(What to produce)
Although the records contain pictures, only their text should be set down, exactly as written.

::: Exercise materials :::

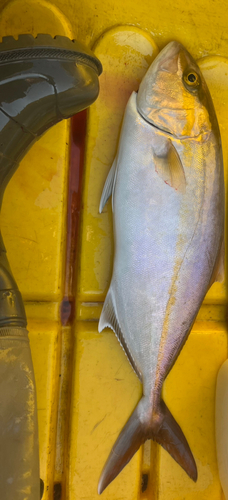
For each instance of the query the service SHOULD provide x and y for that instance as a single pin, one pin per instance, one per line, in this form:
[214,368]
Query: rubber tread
[46,47]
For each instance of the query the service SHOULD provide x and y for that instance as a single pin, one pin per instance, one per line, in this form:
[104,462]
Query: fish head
[174,97]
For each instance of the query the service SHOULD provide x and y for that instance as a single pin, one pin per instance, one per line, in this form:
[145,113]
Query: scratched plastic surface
[85,386]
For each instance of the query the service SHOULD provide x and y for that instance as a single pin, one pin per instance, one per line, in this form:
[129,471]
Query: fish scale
[167,191]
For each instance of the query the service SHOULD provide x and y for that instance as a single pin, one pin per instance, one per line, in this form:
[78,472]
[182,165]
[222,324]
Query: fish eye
[191,79]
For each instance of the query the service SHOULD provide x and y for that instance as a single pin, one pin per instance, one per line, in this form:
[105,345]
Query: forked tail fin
[136,431]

:::

(Written response)
For each instance of the query the service SHOULD provide x and y for that instance as a single pin, one pin per instance, one per line, in this form:
[214,368]
Query: rubber tread
[46,47]
For each instance of the query the service SHOULD provide x and y for that instance as a single pin, one pin per instance, one per line, in this form:
[104,462]
Query: fish head
[174,97]
For each instance of the query the service SHOULD provide x and y for that instance as a single pin, one pin per instance, one per line, in this form:
[145,113]
Query: scratched plastic surface
[85,386]
For each instance of the query the service SHOULD provide x and y for that instance as a single pin, one pin per instance, one per line, in this form:
[129,471]
Query: fish scale
[167,191]
For each instance of the query the service SHOULD provide x and y for that instance as a single pin, one pin per instance, one per line, in this form:
[78,472]
[182,165]
[222,324]
Query: fish eye
[191,79]
For each instance of the query the service SHOULD provide x and y for that instance as a single pin, one pin per instance, one per line, in this form:
[105,345]
Query: forked tail fin
[136,431]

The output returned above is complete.